Problem details | Reproduce every one of the records below word for word, changing nothing.

### Data section ###

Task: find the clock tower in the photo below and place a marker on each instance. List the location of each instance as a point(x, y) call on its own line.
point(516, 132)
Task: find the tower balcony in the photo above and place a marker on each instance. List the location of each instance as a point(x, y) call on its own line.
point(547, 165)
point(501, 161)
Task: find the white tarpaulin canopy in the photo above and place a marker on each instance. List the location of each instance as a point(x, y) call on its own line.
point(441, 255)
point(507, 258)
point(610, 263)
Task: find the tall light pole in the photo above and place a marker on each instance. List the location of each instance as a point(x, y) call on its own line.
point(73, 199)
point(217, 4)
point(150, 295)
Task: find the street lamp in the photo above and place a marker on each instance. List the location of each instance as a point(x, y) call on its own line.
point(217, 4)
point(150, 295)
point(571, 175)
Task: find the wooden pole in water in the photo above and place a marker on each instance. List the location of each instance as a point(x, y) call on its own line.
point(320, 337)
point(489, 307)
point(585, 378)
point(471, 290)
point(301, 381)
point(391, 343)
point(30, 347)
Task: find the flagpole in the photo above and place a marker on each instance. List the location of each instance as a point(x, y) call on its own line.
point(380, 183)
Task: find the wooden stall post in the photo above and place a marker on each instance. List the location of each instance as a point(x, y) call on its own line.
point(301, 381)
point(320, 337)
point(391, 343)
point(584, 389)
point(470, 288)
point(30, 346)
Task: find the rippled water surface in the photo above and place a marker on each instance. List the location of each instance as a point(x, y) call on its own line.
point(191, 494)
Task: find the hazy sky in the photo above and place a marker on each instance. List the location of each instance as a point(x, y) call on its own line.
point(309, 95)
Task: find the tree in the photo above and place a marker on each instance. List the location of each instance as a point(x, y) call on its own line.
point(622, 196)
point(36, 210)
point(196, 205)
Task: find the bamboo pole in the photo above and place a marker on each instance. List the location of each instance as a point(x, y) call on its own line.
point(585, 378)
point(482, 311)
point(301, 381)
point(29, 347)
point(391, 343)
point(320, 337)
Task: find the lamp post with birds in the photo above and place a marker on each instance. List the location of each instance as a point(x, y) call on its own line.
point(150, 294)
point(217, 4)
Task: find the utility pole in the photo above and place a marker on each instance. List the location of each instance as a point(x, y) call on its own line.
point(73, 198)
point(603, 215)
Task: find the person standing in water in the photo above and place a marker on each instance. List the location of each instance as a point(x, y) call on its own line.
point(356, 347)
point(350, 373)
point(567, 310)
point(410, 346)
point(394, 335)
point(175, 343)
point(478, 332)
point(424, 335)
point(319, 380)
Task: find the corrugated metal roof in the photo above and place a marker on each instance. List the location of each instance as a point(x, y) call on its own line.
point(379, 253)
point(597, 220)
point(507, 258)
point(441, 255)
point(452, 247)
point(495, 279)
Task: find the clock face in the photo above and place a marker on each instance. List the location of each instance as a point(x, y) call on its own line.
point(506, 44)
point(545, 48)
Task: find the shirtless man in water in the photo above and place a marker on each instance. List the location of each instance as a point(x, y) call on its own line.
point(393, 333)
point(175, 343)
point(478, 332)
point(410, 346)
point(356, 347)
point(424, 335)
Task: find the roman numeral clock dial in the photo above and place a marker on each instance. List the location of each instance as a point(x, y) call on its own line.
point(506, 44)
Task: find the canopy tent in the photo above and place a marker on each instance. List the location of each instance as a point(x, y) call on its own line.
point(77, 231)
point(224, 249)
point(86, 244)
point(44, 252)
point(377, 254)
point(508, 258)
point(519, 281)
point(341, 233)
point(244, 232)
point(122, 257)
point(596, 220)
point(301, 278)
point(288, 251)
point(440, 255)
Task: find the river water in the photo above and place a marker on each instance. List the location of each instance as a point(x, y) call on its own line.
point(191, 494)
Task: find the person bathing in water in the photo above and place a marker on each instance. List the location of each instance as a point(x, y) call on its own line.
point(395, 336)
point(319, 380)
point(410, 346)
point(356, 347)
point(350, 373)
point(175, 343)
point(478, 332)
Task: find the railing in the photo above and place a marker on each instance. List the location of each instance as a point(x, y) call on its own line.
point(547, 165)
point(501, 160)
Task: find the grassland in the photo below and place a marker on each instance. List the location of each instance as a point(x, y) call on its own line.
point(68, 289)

###

Task response |
Task: find the clock tower in the photo below and place a marker on each instance. List the location of each instance as a point(x, y) call on its own line.
point(516, 132)
Task: find the tower balcony in the photo above and place a marker on each instance. List the location of each instance as a point(x, y) call on its own line.
point(547, 165)
point(501, 161)
Task: find the white tarpaulin canopy in the photo above and place a marker on each instance. List the location of each instance as a point(x, y) call on its own line.
point(441, 255)
point(507, 258)
point(610, 263)
Task: find the tall light pole in the photo above and place a marker on each instance. List the location of each instance as a point(x, y) call on its own line.
point(73, 199)
point(217, 4)
point(150, 295)
Task: find the street lamp in the photo above and place a marker on each instance. List the location of each instance as a point(x, y) call on its own line.
point(217, 4)
point(150, 295)
point(571, 175)
Task: find the wooden pole in water in the photo above and place a marker on each instance. List the location of each instance as a point(x, y) call on its own line.
point(320, 337)
point(489, 307)
point(585, 378)
point(471, 290)
point(301, 381)
point(391, 343)
point(30, 347)
Task: find the flagpole in the photo above and place a marker on each instance. List the location of each instance as a point(x, y) call on its own line.
point(380, 183)
Task: find the wooden stall post in the photo above and place a marker on each instance. List the location of each instance as a point(x, y) call on its own line.
point(301, 381)
point(320, 337)
point(391, 343)
point(584, 389)
point(470, 288)
point(30, 346)
Task: find the rippled water surface in the photo above and place a marker on each instance. List the location of each instance as a point(x, y) call on its own line.
point(191, 494)
Task: find the hazy sky in the photo above and place a marker on each instance. List the location of each instance as a point(x, y) call on its own line.
point(309, 95)
Task: find the tree in the photo above and place a marker on each instance. List the location of each instance as a point(x, y) call on its own line.
point(622, 196)
point(36, 210)
point(196, 205)
Task: find the bamboo pole in the photo above and place a marker on each instance. List the location of each instance as a point(x, y) call on its own line.
point(585, 378)
point(482, 311)
point(301, 381)
point(29, 347)
point(391, 343)
point(320, 337)
Task: find the lamp post with birds in the photo above and place a marker on each instance. List the location of each instance as a point(x, y) call on its own line.
point(150, 294)
point(217, 4)
Task: find the utility pole in the photo above and place a marker on each instance. List the location of each instance as a point(x, y) call on its own line.
point(73, 198)
point(603, 215)
Task: find the person standing in water in the photo above and place a marker on each instance. List the location of each instance as a point(x, y) call on its own line.
point(356, 347)
point(350, 373)
point(567, 310)
point(410, 346)
point(394, 335)
point(175, 343)
point(478, 332)
point(424, 335)
point(319, 380)
Task: find the corrugated metal roof in the photo above and place a marker on each instance. List the location of each instance as a point(x, y) call on its own line.
point(379, 253)
point(597, 220)
point(507, 258)
point(441, 255)
point(452, 247)
point(495, 279)
Task: find the clock face in the photo above and place a marker on each instance. List the location of each instance as a point(x, y) call on its own line.
point(506, 44)
point(545, 48)
Task: find the shirtless man in water in the photo above and place a marker on each instance. List the location of each instance as a point(x, y) call on its own line.
point(393, 333)
point(175, 343)
point(478, 332)
point(410, 346)
point(356, 347)
point(424, 335)
Task: find the roman numeral clock dial in the photo above and place a marker on each instance. List the location of each instance as a point(x, y) call on its own line.
point(506, 44)
Task: find the canopy tent in the photo above and place a marker on each instance. List the location of each instance as a point(x, y) call on its own line.
point(77, 231)
point(224, 249)
point(86, 244)
point(44, 252)
point(377, 254)
point(508, 258)
point(519, 281)
point(341, 233)
point(244, 232)
point(122, 257)
point(596, 220)
point(301, 278)
point(288, 251)
point(440, 255)
Task: find the river water in the photo above and place a marker on each instance. List the location of each instance as a point(x, y) call on its own line.
point(191, 494)
Task: find the person bathing in water in the photo above and place a marker on each instance. List the location of each instance as a point(x, y) call on its own line.
point(395, 336)
point(319, 380)
point(410, 346)
point(356, 347)
point(350, 373)
point(175, 343)
point(478, 332)
Task: find the railing in the photo above and place a marker on each instance. List the location of each instance as a point(x, y) call on its own line.
point(547, 165)
point(501, 160)
Task: find the grassland in the photo below and place a marker on each instance. List the location of each instance as a point(x, y) call on its own line.
point(68, 289)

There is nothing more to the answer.